Wer „hart verhandelt“, beharrt um beinahe jeden Preis auf seiner Sichtweise. Erstes Ziel ist es, die eigenen Forderungen durchzusetzen. Erfolg ist hier gleichgesetzt mit „Gewinnen“. Was wiederum gleichgesetzt ist mit dem Unterliegen eines als schwächer betrachteten Gegners, der zu keinem Moment ein Partner war. Es geht also in harten Verhandlungen ein bisschen zu wie im Boxring. Bei diesem Bild gleich im Gepäck: Ein traditionelles Verständnis von Männlichkeit, das Stärke als Unterdrückung von Emotionen und als Entwertung bzw. Ausmerzung eines Anderen, Schwächeren definiert. Der eine Platzhirsch setzt dem anderen solange zu bis dieser klein beigibt bzw. das Weite sucht. (Dass auch Frauen ein solch als „männlich“ getaggtes Autoritätsgebahren locker hinkriegen, wenn sie nur wollen und auch den Box-Sport längst für sich entdeckt haben, sei hier nur am Rande angemerkt!)
So überspitzt ist der harte Verhandlungsstil weder häufig anzutreffen, noch besonders en vogue. Nicht nur, weil sich Unternehmenskulturen, Werte, Rollenverhalten und Erziehungsstile geändert haben. Sondern auch, weil sich herumgesprochen hat, dass diese Art, Gespräche zu führen, selten wirklich Erfolg in Form von Win-Win-Lösungen und langfristig blühenden Beziehungen zu Mitarbeitern oder Kunden zeitigt. Welche man in Zeiten wachsender Volatilität und Unverbindlichkeit mehr denn je benötigt.
Heißt das nun im Umkehrschluss, einen weichen Verhandlungsstil zu favorisieren?
Betrachten wir den sogenannten weichen Verhandlungsstil mal ebenso überspitzt: Dieser besteht darin, in Gesprächen hauptsächlich Beziehungspflege zu betreiben. Zugeständnisse zu machen, Empathie zu zeigen, nett zu sein und Konfrontationen möglichst aus dem Weg zu gehen. Die Folge: Alle mögen sich, aber „Butter kommt nicht bei die Fische“! Ergebnisse und Vereinbarungen verschwimmen in einem Meer aus Unverbindlichkeiten und Nettigkeiten, der sachliche „Klartext“ kommt zu kurz oder fehlt ganz. Weicher auftretende Gesprächsteilnehmer werden von härteren über den Tisch gezogen. Und selbst wenn in einer Runde zufällig tatsächlich mal alle auf Softie machen: Wo nicht mit offenen Karten gespielt wird, ist der typisch menschliche Kampf um Macht und Status nicht unbedingt ausgeschaltet. Er ist nur auf eine subtilere Ebene verlagert. Unter die Spitze des berühmten Eisbergs der menschlichen Kommunikation: Dahin, wo es um wirklich Gravierendes geht. Um Persönliches. Um Vertrauen. Um Abhängigkeiten, Ängste, Groll, Sympathie, Loyalität, Nähe und Distanz. Und wo buchstäblich nach „Herzens“-Lust manipuliert, erpresst, gewonnen und verloren wird. Oft sogar mit schwerwiegenderen Folgen als auf dem Platzhirschplatz. (Dass auch Männer ein solch als „weiblich“ getaggtes Manipulationsgebahren locker hinkriegen, wenn sie nur wollen und bei vordergründig freundlichem Auftreten bestens in der Lage sind, alle Register passiver Aggressivität zu ziehen, sei hier nur am Rande angemerkt!)

☆ ☆ ☆ ☆

• Aufgabe
Erkläre anhand des Textes über Verhandlungsstile, warum der harte Verhandlungsstil in seiner überspitzten Form heute weder häufig noch besonders beliebt ist. Antworte in ein bis drei Sätzen. Die Daten werden für die Bearbeitung nicht gebraucht.

☆ ☆ ☆ ☆

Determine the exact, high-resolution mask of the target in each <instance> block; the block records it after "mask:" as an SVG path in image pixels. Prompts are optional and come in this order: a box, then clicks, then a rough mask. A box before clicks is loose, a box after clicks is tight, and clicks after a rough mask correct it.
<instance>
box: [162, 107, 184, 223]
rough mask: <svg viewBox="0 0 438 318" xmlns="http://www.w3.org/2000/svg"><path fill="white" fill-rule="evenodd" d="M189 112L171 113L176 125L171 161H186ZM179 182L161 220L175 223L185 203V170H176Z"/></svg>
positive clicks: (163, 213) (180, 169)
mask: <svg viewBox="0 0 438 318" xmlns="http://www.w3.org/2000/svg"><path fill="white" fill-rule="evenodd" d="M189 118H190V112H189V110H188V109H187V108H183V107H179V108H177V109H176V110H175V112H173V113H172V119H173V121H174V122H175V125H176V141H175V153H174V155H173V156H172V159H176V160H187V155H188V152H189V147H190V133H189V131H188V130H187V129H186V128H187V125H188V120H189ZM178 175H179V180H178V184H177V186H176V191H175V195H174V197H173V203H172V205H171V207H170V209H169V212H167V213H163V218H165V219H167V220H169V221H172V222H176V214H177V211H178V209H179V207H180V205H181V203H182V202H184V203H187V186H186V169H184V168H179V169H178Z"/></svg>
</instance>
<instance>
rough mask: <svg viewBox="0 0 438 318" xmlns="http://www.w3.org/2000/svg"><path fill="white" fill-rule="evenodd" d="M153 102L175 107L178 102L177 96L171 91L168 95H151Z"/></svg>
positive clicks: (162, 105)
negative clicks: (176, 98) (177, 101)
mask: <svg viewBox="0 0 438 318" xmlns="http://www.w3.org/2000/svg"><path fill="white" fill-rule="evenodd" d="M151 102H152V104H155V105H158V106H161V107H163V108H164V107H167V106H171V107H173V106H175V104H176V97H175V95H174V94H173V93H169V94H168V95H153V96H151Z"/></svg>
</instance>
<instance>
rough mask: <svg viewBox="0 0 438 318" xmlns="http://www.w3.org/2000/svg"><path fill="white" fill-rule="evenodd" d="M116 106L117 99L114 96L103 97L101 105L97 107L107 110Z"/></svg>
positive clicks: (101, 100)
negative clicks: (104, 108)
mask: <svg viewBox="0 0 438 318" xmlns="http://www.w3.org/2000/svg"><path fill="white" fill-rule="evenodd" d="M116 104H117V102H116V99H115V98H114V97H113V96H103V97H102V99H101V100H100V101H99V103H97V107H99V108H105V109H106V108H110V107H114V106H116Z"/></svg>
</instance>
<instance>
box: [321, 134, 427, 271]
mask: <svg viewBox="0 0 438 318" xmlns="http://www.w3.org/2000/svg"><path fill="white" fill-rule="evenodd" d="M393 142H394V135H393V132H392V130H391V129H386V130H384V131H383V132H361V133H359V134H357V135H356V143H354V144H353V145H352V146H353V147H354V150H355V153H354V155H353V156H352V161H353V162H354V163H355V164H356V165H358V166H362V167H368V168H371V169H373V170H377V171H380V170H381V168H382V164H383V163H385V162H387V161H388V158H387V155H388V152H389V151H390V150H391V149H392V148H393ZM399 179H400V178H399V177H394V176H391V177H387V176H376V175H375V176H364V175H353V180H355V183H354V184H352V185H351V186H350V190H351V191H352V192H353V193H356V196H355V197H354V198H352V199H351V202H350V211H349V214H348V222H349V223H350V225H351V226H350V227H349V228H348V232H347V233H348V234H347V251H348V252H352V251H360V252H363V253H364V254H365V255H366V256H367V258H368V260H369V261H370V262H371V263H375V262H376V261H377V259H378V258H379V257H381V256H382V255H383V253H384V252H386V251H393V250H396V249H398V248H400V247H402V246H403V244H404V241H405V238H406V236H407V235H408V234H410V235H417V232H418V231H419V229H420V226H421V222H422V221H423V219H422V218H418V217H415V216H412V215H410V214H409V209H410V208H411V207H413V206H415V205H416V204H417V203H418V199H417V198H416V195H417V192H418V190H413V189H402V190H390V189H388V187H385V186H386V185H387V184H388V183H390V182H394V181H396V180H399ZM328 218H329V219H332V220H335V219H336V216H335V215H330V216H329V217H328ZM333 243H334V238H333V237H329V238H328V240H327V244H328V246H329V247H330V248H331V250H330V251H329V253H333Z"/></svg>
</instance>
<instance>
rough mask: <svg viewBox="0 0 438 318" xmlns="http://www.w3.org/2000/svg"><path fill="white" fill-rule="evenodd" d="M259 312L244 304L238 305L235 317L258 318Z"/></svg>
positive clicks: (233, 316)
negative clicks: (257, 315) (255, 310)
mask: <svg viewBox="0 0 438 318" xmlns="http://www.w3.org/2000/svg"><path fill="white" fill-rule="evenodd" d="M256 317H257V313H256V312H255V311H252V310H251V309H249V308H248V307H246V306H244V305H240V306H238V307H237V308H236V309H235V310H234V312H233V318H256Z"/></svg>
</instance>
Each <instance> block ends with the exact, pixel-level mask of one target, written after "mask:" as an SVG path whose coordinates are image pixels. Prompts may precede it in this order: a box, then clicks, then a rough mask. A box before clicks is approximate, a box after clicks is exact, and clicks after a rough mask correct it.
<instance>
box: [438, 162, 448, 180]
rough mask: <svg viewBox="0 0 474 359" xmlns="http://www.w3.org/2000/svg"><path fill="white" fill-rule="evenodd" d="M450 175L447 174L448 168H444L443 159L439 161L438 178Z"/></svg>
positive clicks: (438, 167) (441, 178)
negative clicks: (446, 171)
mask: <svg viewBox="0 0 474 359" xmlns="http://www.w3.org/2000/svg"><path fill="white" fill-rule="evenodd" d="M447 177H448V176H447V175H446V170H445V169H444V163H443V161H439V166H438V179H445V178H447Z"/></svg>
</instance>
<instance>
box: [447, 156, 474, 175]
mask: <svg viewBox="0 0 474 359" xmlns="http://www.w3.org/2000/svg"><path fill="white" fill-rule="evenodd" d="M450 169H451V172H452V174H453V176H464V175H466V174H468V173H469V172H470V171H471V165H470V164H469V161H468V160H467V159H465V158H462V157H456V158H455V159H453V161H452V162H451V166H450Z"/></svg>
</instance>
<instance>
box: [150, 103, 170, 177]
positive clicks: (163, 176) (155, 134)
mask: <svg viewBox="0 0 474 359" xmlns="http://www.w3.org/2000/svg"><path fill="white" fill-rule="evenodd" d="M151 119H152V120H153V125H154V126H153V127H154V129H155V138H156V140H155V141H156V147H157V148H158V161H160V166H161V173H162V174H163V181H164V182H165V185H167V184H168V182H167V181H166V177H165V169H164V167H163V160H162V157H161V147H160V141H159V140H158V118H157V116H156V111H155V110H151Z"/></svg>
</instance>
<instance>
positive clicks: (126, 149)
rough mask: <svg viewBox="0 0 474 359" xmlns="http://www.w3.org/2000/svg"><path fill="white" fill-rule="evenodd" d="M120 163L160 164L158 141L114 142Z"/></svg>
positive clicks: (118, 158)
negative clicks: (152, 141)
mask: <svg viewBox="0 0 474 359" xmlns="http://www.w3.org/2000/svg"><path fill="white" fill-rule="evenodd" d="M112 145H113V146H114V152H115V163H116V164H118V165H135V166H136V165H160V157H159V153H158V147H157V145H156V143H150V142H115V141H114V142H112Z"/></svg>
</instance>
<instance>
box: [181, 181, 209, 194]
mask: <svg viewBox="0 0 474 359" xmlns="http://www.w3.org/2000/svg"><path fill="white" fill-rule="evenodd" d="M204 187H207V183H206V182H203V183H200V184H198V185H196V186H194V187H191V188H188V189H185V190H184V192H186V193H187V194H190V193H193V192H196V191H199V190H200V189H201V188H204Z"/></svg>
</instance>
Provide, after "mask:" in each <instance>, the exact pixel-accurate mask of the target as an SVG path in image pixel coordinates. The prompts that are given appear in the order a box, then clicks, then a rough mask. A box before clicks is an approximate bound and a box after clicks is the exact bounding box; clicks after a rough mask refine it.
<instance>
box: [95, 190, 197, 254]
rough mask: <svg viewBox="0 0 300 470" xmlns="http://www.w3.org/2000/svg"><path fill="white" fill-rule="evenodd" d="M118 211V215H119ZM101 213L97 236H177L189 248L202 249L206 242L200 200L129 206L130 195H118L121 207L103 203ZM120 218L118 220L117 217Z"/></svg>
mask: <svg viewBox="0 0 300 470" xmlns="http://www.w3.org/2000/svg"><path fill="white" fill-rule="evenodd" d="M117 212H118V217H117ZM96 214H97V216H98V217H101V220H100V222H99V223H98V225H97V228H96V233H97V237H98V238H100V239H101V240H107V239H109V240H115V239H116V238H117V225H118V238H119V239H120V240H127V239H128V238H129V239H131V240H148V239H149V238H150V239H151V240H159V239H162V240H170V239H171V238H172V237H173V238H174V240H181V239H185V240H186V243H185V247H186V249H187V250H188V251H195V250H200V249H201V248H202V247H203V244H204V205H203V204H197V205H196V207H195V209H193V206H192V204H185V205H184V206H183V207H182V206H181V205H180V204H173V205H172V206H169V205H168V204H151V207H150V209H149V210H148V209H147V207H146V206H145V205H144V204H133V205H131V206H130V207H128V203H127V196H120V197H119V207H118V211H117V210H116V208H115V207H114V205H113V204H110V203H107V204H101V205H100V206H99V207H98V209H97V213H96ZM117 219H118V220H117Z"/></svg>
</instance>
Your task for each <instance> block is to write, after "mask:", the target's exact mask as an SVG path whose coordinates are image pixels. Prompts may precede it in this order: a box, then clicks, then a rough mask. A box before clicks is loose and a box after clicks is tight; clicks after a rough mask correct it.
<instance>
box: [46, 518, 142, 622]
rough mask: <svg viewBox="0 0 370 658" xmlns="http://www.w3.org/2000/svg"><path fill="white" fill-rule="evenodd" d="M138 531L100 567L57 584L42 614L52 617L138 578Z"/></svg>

☆ ☆ ☆ ☆

• Schriftliche Antwort
Zum einen haben sich Unternehmenskulturen, Werte, Rollenverhalten und Erziehungsstile geändert. Zum anderen hat sich herumgesprochen, dass diese Art der Gesprächsführung selten Win-Win-Lösungen und langfristig blühende Beziehungen zu Mitarbeitern oder Kunden hervorbringt. Solche Beziehungen braucht man in Zeiten wachsender Volatilität und Unverbindlichkeit mehr denn je.